■ **Task description**
Write out the part of the PACE session report starting at "Formally, the decision" and ending at "definitely take place.".

The first this year session of the Parliamentary Assembly of the Council of Europe (PACE) is opening in France’s ‘eastern capital’ on Monday

STRASBOURG, January 23 (Itar-Tass) — The first this year session of the Parliamentary Assembly of the Council of Europe (PACE) is opening in France’s ‘eastern capital’ on Monday. Among the main topics on the agenda of the world's largest parliamentary forum is an urgent debate on the situation in Russia, reports on the functioning of democratic institutions in Ukraine and Belarus.

“The session is expected to become the hardest for the Russian delegation over the past several years,” a PACE official told Itar-Tass. “We expect an interesting discussion.”

Formally, the decision to hold urgent debate was to be made by the PACE Bureau in the first half of the day on Monday. This initiative had been put forward last December by PACE’s two commissions. However, few people in the Europe’s oldest political organisation doubt that the hearings on Russia with the adoption of a corresponding resolution will definitely take place.

Earlier, the Russian authorities repeatedly stated that there is no need to hold parliamentary hearings on the situation in Russia. Deputy head of the Russian delegation to PACE, chairman of the Duma Committee on CIS Affairs Leonid Slutsky said that “Moscow will press for holding the debate on this issue in the current format, not in the urgent debate format, which requires mandatory adoption of the resolution.” According to him, “there are no reasons” for an urgent debate.

■ **Entries supplied**

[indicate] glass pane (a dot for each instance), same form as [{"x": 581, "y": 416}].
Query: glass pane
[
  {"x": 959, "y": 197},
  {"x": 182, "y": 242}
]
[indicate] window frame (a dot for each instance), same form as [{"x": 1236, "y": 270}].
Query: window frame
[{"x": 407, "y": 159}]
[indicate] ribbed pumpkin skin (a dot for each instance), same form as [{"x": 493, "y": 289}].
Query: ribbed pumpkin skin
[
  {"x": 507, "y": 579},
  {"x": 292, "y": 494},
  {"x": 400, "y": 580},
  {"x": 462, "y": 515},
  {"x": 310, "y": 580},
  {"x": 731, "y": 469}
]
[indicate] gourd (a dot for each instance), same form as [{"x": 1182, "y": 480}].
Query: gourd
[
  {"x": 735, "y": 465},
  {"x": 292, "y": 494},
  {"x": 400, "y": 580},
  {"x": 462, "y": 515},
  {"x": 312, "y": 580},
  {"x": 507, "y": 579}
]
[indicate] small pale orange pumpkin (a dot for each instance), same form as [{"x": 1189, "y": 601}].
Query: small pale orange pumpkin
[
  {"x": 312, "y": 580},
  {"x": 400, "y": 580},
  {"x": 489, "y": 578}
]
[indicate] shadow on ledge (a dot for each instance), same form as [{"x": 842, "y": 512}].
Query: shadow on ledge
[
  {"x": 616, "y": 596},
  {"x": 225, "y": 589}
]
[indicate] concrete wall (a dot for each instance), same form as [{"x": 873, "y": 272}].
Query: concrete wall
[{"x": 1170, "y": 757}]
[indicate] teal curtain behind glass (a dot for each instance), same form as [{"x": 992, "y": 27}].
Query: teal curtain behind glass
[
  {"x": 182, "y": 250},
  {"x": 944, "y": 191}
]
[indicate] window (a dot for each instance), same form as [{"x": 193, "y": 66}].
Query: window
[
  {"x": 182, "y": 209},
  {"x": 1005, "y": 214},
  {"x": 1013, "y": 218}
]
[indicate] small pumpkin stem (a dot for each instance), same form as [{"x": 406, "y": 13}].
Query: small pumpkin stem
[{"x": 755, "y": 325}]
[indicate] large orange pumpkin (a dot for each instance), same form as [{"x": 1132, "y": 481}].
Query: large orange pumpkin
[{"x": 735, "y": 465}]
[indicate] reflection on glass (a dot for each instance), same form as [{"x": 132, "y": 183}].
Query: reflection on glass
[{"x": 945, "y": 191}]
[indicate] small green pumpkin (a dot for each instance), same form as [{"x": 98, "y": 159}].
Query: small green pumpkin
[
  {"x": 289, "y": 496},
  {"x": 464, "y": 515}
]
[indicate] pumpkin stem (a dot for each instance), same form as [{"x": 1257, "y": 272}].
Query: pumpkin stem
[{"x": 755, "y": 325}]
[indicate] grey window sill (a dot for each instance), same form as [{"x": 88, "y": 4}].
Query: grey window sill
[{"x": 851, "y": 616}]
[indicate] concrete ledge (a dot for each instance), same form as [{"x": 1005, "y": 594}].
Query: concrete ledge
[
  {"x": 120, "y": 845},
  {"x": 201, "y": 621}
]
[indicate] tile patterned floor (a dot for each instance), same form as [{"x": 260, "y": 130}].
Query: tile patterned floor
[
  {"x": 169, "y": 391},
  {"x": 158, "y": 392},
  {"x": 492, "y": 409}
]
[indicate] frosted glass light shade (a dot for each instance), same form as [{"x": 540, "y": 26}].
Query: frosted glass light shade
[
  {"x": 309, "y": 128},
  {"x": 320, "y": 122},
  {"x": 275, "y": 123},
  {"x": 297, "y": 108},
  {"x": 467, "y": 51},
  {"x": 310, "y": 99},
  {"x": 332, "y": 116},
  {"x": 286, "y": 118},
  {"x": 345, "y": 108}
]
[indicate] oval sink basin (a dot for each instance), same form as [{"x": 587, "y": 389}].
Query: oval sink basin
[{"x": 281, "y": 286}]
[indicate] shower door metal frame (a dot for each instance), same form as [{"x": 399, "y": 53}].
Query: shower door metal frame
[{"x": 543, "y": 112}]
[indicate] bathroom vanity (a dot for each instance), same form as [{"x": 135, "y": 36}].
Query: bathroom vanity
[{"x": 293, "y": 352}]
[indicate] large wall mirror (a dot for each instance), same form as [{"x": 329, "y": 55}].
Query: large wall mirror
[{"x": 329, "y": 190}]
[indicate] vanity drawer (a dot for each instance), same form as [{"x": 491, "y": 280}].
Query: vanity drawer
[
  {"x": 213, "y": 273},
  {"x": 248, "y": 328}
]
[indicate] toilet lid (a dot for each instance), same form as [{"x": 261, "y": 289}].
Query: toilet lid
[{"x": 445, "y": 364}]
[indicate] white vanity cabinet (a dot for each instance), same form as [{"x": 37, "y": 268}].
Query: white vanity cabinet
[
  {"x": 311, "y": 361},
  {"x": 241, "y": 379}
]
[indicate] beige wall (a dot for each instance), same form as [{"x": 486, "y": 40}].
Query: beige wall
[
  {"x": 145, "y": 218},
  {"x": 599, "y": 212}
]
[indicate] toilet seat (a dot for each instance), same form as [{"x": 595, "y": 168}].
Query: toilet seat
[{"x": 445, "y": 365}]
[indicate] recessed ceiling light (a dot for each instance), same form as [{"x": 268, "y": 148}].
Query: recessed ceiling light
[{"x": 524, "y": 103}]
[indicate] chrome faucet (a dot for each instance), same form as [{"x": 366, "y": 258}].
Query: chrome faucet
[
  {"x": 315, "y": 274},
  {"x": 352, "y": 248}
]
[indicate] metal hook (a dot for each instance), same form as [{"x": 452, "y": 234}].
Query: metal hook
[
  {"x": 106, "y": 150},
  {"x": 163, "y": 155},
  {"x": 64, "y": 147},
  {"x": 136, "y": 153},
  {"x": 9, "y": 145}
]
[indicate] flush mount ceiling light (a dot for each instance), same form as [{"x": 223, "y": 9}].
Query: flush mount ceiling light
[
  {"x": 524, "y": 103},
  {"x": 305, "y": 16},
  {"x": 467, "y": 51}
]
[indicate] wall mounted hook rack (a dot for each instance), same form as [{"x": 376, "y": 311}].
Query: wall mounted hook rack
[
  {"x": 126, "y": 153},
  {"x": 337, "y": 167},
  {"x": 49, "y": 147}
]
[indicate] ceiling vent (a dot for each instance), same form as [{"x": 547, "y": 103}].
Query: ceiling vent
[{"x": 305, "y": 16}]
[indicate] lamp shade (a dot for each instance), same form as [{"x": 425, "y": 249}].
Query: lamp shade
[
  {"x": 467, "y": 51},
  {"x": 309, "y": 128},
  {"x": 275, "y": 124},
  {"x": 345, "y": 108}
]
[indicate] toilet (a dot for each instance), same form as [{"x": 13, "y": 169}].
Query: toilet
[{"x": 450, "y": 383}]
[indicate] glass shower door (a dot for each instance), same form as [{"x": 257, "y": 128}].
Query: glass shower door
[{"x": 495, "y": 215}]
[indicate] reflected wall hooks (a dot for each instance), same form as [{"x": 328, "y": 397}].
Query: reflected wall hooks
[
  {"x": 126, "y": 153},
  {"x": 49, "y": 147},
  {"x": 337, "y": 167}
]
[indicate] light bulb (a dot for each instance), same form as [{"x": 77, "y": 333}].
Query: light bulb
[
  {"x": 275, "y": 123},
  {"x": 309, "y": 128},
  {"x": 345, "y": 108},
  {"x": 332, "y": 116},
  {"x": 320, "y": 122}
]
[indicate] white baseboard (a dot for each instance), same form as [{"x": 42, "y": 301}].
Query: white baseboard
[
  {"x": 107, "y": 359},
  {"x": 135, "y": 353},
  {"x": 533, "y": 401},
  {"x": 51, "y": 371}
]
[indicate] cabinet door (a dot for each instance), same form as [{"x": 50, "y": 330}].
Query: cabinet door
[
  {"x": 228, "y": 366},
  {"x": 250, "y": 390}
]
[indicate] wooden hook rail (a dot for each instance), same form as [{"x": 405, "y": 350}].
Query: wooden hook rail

■ **Correct response**
Formally, the decision to hold urgent debate was to be made by the PACE Bureau in the first half of the day on Monday. This initiative had been put forward last December by PACE’s two commissions. However, few people in the Europe’s oldest political organisation doubt that the hearings on Russia with the adoption of a corresponding resolution will definitely take place.